Retype all of the rows below word for word, and leave the pictures out of your copy.

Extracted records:
• • •

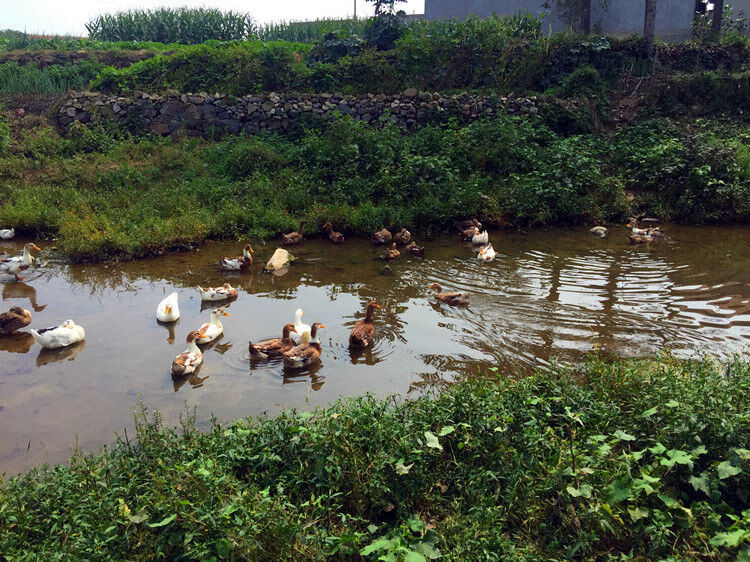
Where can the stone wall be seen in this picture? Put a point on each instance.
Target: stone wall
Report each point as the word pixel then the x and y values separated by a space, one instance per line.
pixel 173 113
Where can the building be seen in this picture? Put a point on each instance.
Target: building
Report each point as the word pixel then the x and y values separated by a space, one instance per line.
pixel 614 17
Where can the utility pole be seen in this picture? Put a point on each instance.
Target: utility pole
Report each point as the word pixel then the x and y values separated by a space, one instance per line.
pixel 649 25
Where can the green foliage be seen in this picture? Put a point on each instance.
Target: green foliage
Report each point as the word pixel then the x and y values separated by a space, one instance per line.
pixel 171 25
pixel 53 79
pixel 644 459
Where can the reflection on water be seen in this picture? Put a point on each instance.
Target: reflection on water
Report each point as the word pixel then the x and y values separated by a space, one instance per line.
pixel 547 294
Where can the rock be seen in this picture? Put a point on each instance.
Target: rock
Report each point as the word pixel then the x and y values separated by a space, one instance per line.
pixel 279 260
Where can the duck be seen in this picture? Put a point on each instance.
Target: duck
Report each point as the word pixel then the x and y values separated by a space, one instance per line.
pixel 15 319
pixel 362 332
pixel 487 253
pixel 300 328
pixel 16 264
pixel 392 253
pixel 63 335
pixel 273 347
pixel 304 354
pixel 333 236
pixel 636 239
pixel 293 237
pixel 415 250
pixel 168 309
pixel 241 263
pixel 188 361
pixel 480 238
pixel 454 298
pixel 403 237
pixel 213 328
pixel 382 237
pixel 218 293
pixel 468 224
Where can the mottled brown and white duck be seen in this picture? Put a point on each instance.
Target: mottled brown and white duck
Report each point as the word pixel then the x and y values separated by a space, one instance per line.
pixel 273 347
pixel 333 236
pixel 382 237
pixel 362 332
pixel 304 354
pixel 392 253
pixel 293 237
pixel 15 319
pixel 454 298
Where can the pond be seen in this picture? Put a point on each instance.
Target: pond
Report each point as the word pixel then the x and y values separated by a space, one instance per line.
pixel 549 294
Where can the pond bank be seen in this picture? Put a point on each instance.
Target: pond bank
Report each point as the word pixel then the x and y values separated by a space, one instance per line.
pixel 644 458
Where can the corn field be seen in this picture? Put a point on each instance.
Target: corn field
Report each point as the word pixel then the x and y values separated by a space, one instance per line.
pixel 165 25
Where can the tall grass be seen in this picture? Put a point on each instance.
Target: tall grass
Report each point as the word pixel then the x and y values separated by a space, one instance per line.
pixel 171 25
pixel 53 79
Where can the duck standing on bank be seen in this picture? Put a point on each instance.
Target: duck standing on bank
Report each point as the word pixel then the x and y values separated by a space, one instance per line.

• • •

__SOLVED EXERCISE__:
Where can the stone wall be seen in this picture? Put a point on each instance.
Target: stone wall
Report each point as the word pixel then the x and y values separated by a space, one instance per line.
pixel 173 113
Where can the building be seen in this picture? Put a point on each instance.
Target: building
Report each point as the word pixel then the x and y values separated by a space, one instance per line.
pixel 614 17
Where can the utility pole be seen in this picture? Put a point on each instance.
Target: utility pole
Report each point as the word pixel then the x and y values separated by a space, one instance per line.
pixel 649 25
Where can the green foliage be seen in this picture? Put a point on each instance.
Target: green foliage
Report each point as the word pixel then the x and y values separated by a space, one instance per line.
pixel 171 25
pixel 53 79
pixel 644 459
Where can the reflection on water be seen in this picture? Put a point on each instance.
Target: reflection on water
Report each point as the word pixel then the x and y values separated by a space, one instance per line.
pixel 547 294
Where can the rock be seen in this picture? Put a point on each instance.
Target: rock
Report each point as the word pixel then the x and y values separated by a space, one instance per line.
pixel 279 260
Where can the duck be seen in this picture? Put a point on each instance.
Target: duck
Report each point as the word pixel then the x and y values separated by a space, one instance per line.
pixel 15 319
pixel 362 332
pixel 487 253
pixel 300 328
pixel 16 264
pixel 392 253
pixel 63 335
pixel 273 347
pixel 304 354
pixel 333 236
pixel 636 239
pixel 293 237
pixel 415 250
pixel 168 309
pixel 241 263
pixel 188 361
pixel 480 238
pixel 454 298
pixel 403 237
pixel 213 328
pixel 382 237
pixel 218 293
pixel 468 224
Where can the mottled brown and white duck be seen in this picture? Put a point on each instance.
Target: mottled brown and white duck
Report each point as the word pixel then the x and y values separated by a space, one instance per line.
pixel 273 347
pixel 333 236
pixel 382 237
pixel 362 332
pixel 304 354
pixel 392 253
pixel 293 237
pixel 15 319
pixel 454 298
Where can the pond be seen in this picture? Put a point on each instance.
Target: pond
Report each point as the word pixel then the x and y values separated by a space, one instance per line.
pixel 549 294
Where can the pond bank be seen in this picture? Put a point on each instance.
Target: pond bank
Report each point as the word pixel then the x and y values separated by a space, one instance per line.
pixel 644 458
Where can the corn field be seen in this picture? Put a point on each instance.
Target: corn field
Report each point as the word pixel then the x and y values separated by a space, one instance per line.
pixel 165 25
Where can the tall grass be seen in this picture? Put a point on each instance.
Target: tall grass
Report each point as the word pixel then the x and y values separated by a space, one instance per line.
pixel 171 25
pixel 53 79
Where can the duck standing on bank be seen in this picture? Put a point on each instance.
Target: duck standing on bank
Report each point as the word pixel then the x and y values separated by a space, one instance per line.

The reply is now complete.